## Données

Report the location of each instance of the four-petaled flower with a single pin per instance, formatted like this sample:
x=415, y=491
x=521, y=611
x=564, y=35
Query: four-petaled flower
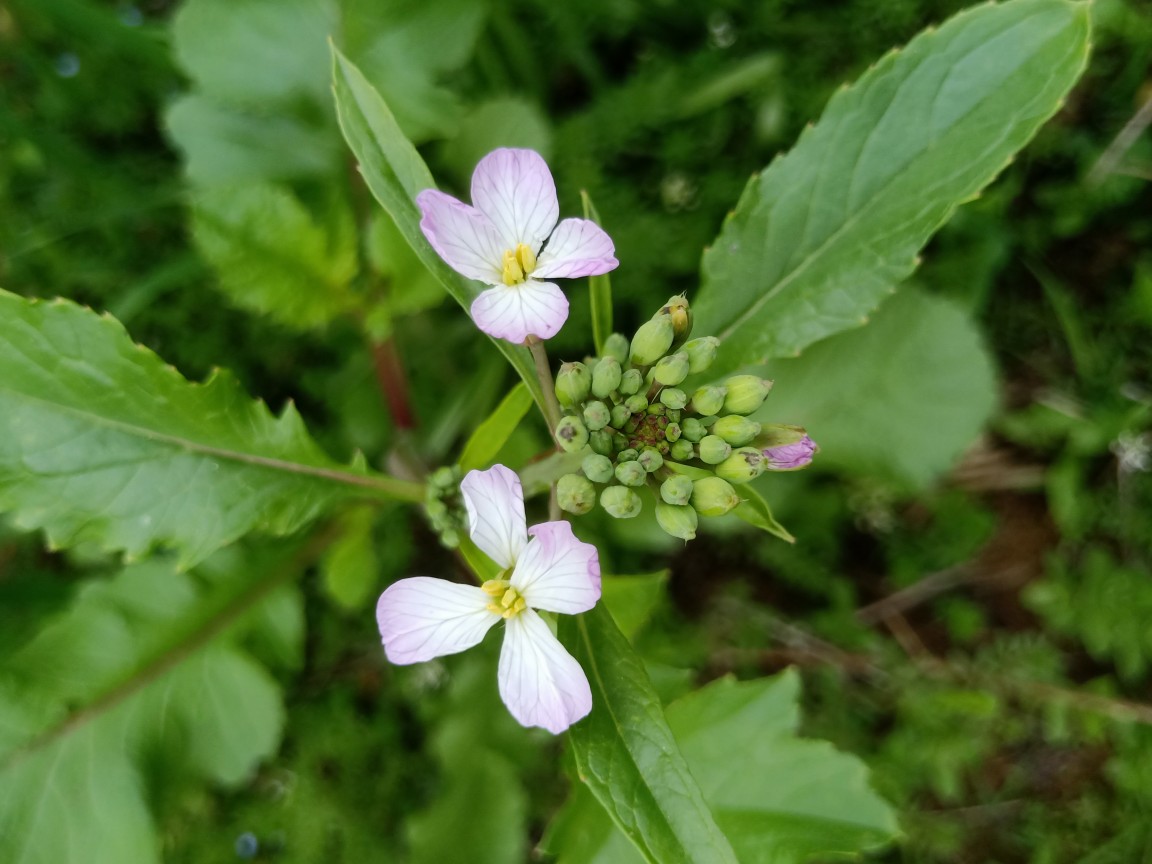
x=509, y=240
x=422, y=618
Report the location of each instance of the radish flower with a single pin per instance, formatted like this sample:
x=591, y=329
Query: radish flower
x=544, y=567
x=509, y=240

## OBJECTIF
Veuillez mettre à l'échelle les entrées ci-dessus en recopiant toutes leurs lignes, instructions comprises, et en multipliant par 2,5 les coordonnées x et y des réponses (pas celles des modèles de format), avec un arrondi à l'entier, les demis vers le haut. Laissez les images de côté dans votre réponse.

## CORRIGÉ
Report the location of each instance of the four-petaled flower with a single pin per instance, formatted like this sample:
x=415, y=491
x=521, y=611
x=564, y=35
Query: four-petaled flower
x=1273, y=600
x=1055, y=1545
Report the location of each instance of the radish flower with a single pin per instance, formatted like this sample:
x=591, y=329
Query: radish flower
x=1360, y=1418
x=1273, y=600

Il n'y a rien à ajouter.